**What is required**
All lines from the one containing "Query: outstretched arm" through the final line of the entries are to be written out verbatim; no other line is to be included.

----

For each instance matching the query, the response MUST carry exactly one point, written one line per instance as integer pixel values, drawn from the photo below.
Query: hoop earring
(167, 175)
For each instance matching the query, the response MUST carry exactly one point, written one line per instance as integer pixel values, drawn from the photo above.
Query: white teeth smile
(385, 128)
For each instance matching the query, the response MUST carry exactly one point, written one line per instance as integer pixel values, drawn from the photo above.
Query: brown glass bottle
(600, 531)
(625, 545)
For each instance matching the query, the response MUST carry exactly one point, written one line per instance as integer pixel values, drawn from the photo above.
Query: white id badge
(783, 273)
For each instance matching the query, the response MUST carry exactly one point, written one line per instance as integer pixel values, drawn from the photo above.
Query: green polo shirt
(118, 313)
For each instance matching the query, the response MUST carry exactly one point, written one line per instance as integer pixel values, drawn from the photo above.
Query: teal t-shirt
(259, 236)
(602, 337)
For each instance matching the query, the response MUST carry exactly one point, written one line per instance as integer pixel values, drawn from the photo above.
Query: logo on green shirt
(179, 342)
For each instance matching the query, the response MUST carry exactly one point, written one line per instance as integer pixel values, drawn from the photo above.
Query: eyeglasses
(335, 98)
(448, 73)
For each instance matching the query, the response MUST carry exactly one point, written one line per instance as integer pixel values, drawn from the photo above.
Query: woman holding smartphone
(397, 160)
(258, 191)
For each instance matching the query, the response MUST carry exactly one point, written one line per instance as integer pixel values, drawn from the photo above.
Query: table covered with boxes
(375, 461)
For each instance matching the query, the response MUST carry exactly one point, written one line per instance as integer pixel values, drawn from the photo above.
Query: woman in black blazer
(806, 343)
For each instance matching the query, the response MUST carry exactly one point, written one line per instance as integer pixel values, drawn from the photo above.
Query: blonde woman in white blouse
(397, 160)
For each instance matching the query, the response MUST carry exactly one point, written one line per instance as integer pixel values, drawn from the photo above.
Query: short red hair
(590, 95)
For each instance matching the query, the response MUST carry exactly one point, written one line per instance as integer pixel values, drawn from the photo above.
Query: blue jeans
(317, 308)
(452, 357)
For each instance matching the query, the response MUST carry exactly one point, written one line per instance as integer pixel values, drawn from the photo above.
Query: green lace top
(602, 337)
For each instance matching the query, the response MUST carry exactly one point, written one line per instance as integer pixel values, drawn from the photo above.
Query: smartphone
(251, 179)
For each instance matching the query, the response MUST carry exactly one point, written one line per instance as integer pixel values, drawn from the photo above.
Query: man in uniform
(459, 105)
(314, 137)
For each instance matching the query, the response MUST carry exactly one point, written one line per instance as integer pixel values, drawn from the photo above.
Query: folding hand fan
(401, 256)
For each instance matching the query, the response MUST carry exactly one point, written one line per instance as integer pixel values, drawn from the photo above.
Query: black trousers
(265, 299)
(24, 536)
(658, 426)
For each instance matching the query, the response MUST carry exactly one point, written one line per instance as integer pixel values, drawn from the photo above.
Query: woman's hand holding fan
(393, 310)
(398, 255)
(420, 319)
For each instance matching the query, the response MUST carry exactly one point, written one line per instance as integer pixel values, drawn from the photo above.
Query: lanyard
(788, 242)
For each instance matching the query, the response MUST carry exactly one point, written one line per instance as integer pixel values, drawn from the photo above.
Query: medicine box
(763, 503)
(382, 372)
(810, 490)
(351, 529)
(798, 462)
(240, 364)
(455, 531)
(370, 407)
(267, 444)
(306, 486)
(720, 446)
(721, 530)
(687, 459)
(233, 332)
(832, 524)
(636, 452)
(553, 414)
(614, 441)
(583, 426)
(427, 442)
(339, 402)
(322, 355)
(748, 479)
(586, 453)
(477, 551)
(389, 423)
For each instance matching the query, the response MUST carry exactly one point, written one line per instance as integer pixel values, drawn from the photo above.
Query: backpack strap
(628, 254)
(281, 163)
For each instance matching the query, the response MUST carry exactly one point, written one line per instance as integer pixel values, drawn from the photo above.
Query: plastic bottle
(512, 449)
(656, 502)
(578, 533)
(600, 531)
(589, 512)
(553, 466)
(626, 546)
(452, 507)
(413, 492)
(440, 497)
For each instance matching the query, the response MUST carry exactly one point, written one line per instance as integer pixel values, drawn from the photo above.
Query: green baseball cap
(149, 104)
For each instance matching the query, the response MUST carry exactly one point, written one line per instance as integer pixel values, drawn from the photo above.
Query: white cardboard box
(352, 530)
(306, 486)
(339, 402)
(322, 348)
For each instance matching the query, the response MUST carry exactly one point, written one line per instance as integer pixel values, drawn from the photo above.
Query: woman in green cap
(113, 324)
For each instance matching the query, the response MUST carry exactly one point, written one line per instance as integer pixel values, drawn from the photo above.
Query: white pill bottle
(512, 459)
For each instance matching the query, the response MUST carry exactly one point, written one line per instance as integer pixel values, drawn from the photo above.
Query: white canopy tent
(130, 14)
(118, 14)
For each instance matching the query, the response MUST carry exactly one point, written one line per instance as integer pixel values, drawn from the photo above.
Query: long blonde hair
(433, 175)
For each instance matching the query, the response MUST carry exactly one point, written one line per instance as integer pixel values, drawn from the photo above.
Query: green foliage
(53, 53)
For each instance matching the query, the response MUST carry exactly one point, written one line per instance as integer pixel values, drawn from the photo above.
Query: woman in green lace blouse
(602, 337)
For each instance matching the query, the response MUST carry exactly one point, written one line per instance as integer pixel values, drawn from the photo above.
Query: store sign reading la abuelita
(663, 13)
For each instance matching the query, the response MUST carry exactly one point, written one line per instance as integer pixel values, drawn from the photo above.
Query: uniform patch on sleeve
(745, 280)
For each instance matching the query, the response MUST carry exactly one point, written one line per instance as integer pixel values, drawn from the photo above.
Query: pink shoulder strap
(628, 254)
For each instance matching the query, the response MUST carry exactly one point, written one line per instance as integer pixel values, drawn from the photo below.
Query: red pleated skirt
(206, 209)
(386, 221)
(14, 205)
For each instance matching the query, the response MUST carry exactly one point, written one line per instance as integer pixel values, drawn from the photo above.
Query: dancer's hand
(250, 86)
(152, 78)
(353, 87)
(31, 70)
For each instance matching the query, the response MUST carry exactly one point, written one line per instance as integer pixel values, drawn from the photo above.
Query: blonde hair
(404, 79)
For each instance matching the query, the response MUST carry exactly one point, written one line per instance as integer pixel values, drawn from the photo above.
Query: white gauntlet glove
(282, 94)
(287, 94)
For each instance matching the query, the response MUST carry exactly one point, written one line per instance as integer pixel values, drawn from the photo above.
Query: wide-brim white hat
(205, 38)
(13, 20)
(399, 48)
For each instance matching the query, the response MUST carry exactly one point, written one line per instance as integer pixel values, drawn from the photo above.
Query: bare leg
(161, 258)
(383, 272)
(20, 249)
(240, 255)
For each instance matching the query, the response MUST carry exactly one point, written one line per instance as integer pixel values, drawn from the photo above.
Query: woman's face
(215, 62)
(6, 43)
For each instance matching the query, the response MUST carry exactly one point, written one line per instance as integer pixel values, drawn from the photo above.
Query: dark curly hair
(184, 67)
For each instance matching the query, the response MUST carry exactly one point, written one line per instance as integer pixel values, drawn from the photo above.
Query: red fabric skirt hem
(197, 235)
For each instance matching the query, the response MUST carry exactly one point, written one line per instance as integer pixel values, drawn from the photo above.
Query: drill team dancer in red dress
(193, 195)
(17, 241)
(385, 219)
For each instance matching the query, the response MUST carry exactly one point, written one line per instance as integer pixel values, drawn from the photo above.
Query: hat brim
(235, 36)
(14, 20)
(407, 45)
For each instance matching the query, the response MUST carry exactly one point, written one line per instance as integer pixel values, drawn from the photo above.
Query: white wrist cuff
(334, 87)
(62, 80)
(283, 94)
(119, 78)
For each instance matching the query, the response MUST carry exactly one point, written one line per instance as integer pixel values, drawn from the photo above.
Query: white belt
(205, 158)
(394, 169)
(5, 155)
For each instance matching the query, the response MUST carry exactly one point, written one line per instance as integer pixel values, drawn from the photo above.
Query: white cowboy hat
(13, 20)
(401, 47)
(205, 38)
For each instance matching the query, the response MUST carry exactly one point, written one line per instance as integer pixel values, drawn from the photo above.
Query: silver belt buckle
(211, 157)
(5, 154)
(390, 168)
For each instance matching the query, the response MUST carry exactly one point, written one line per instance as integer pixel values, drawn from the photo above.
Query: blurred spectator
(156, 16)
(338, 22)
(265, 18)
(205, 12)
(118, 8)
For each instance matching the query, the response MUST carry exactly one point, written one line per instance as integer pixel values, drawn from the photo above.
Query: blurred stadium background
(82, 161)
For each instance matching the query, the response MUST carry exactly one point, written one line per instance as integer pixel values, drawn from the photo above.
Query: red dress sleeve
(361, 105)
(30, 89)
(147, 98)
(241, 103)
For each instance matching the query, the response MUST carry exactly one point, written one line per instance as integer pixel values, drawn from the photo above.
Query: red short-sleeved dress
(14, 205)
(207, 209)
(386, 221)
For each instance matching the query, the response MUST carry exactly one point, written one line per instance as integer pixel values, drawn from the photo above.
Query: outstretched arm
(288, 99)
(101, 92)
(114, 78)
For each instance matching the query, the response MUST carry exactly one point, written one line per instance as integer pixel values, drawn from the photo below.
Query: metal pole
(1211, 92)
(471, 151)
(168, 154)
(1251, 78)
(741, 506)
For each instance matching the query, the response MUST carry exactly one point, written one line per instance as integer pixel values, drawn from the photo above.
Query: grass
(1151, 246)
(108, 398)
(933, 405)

----

**Task answer**
Query: outstretched arm
(288, 99)
(101, 92)
(114, 78)
For each instance matching the query, the response MUST carry exactly one point, written one line per instance as integer pixel values, drawn from the photo below.
Query: metal pole
(1211, 92)
(471, 151)
(168, 154)
(1251, 78)
(741, 506)
For each instance matching the query, the response MUST carry exactly one point, written one line per instance as integer pixel values, drawn from the photo above.
Query: grass
(1151, 246)
(108, 398)
(933, 405)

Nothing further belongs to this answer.